▶ [Excerpt provided]:
I marvel at writers who fawn over the process, those individuals who carve koans out of craft, who imbue the work with the splendor of a nature hike. They’re aliens to me. Sometimes I call shenanigans on the love fest, because no one can possibly enjoy writing. Sure, they might enjoy writing about writing—Lord knows I do—and they get a rise from blogs and articles on procrastination, on query letters and searches for agents, of e-books and Amazon, of character sketches and Moleskines.

A culture of fellow writers romping through fields of daisies, traipsing along with commentary regarding the writing life, as if it’s a way of life as opposed to plain drudgery. I want to call them on their bullshit because the world offers more useful, more enjoyable activities: smoking weed, scouring Youtube for Sailor Moon clips, oral sex, bowling, shooting skeet (skeetskeetskeet). Perhaps I’m projecting my malady onto others; maybe writing is actually—you know—fun. Admittedly, it used to be fun when I wasn’t obsessed with control, with being deliberate in what (and how) I write, with authenticity, with the archeology that guarantees more visits to my psychotherapist. That’s not to say these happy writers, these pod people, aren’t trying hard enough. Maybe they’re well adjusted; if so, God bless them.

Or maybe they’re better at compartmentalization. Art seeps into all aspects of my life—just ask my wife behind me, impatiently waiting to start our date. There’s no right or wrong way to go about the work; there’s no such thing as “the writing life.” I can be accused of subscribing to the myth in the past, and I apologize for perpetuating it, but what the how-to guides and the Internet calls “the writing life” is a caricature of reality. It’s so simple: you can spend your entire life, and income, wanting to be a writer without scribbling a word. Even more insane is the notion of “wanting” to be a writer.

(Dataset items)
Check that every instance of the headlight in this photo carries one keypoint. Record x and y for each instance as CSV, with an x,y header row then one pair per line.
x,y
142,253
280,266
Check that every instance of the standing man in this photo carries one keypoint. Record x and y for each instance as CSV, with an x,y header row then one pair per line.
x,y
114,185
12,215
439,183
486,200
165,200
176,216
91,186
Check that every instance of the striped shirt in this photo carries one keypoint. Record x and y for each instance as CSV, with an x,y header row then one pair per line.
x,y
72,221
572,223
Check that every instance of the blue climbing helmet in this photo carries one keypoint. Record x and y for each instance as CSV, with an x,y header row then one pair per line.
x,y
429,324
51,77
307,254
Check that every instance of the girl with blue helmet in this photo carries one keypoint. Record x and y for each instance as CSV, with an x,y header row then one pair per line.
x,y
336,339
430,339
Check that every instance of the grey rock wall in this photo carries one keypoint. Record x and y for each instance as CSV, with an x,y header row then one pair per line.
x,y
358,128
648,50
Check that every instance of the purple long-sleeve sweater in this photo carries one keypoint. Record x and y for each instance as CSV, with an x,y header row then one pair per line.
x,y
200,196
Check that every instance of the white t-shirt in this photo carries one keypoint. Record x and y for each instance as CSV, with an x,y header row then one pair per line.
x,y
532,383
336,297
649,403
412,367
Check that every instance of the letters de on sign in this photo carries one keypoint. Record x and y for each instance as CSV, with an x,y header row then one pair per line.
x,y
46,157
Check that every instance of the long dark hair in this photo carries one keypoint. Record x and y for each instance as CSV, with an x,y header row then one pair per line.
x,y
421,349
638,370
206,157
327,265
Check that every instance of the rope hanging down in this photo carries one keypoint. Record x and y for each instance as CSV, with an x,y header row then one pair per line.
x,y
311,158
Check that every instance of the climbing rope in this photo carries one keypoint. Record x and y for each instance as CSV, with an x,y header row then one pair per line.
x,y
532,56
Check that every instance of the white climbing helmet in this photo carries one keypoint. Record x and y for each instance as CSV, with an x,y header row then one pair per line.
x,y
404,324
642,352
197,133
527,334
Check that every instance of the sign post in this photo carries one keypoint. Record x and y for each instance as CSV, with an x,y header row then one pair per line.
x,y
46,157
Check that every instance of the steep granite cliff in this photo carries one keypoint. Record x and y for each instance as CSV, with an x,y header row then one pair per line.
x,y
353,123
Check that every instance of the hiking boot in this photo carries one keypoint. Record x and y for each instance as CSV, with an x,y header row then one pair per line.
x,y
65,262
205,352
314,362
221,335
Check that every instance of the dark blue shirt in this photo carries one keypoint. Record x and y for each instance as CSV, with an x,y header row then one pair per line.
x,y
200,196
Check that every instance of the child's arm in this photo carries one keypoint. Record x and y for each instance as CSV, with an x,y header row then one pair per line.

▶ [Exercise A]:
In the essay on writing, why does the writer want to call fellow writers on their bullshit? Answer in one to three sentences.
▶ [Exercise B]:
Copy out the part of the dataset items that opens with the line containing "Check that every instance of the long" and runs through the end of the dataset items.
The essay on writing and the dataset items have no connection to each other.

▶ [Correct output A]:
The writer wants to call them on it because the world offers more useful and more enjoyable activities than writing. Examples include smoking weed, watching Sailor Moon clips on YouTube, bowling and shooting skeet.

▶ [Correct output B]:
Check that every instance of the long dark hair in this photo carries one keypoint. Record x and y for each instance as CSV, with an x,y header row then one pair per line.
x,y
421,349
638,370
206,157
327,265
Check that every instance of the rope hanging down in this photo carries one keypoint. Record x and y for each instance as CSV, with an x,y header row then one pair per line.
x,y
311,158
Check that every instance of the climbing rope in this photo carries one keypoint. Record x and y for each instance as CSV, with an x,y header row then one pair per line.
x,y
532,56
Check that every instance of the white climbing helmet in this photo carries one keypoint. Record x and y for each instance as CSV, with an x,y header row then one pair per line.
x,y
404,324
642,352
197,133
527,334
Check that every instance of the sign post in this photo carries one keypoint. Record x and y for each instance as CSV, with an x,y header row then one pair per line.
x,y
46,157
Check that every instance of the steep granite cliff in this photo carries one keypoint. Record x and y for each instance as CSV, with an x,y header row then one pair per line.
x,y
353,123
Check that every instance of the hiking boot in this photo carries one keypoint. Record x and y for each instance as CSV, with an x,y header row then one pair per line.
x,y
65,262
205,352
314,362
221,335
Check that every instance of the dark blue shirt in this photo carries one keypoint. Record x and y for each instance as CSV, with an x,y header row then one pair per line.
x,y
200,196
Check that every instance of the child's arm in this photo carries one keypoint. Record x and y for each instance as CSV, with an x,y header row then one pair per line.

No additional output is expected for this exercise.